Required work
Gather every line of the records below that contains the word "ceiling", and list those lines. Letter case matters.

Records for this exercise
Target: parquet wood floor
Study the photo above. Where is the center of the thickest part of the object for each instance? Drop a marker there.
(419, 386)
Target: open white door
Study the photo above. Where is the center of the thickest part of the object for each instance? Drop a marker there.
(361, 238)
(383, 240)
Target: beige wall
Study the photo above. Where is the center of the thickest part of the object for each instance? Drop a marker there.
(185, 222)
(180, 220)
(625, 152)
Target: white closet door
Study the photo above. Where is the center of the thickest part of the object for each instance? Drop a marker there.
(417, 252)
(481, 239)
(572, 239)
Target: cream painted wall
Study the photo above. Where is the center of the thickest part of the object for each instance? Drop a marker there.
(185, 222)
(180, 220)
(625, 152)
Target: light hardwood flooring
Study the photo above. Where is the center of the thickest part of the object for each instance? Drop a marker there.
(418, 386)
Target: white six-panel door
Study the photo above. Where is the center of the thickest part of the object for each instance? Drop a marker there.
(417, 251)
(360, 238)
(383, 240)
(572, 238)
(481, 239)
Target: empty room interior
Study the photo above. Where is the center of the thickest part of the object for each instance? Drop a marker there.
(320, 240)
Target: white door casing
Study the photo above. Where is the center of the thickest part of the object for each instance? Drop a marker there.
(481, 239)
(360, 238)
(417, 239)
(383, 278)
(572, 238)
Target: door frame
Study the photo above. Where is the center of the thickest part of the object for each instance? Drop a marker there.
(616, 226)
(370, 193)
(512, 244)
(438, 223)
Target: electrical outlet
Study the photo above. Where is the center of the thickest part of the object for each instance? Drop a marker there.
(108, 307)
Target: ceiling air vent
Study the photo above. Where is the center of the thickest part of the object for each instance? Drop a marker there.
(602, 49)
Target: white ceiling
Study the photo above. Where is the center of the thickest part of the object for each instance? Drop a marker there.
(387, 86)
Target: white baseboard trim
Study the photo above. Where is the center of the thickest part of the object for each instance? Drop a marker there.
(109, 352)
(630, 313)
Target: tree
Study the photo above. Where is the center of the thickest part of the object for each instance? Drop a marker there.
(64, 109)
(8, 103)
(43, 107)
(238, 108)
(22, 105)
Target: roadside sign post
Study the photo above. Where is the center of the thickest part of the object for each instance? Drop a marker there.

--

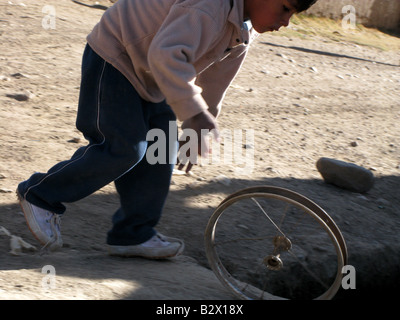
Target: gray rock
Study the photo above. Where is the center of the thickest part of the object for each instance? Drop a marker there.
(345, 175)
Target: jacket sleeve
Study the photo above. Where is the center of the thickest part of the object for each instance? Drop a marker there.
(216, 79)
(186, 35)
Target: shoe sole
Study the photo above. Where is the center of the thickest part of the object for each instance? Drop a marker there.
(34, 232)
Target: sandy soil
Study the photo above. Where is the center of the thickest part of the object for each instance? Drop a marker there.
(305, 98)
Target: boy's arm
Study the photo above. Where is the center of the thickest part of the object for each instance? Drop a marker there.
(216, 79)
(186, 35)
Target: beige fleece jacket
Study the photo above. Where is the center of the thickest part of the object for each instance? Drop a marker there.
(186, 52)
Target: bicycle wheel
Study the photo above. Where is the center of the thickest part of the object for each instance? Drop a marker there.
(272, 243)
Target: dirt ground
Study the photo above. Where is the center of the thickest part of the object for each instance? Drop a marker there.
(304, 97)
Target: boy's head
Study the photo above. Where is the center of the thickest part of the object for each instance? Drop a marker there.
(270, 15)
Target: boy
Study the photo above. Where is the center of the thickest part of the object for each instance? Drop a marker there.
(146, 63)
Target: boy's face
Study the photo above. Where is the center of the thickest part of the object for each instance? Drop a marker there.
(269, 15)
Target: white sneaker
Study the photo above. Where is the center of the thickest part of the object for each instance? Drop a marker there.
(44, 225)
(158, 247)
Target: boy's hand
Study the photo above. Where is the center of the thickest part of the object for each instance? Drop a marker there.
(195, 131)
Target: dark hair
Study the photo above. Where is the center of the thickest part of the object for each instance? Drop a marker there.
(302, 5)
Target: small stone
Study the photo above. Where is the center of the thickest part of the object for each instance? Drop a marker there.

Solution below
Target: ceiling air vent
Target: white ceiling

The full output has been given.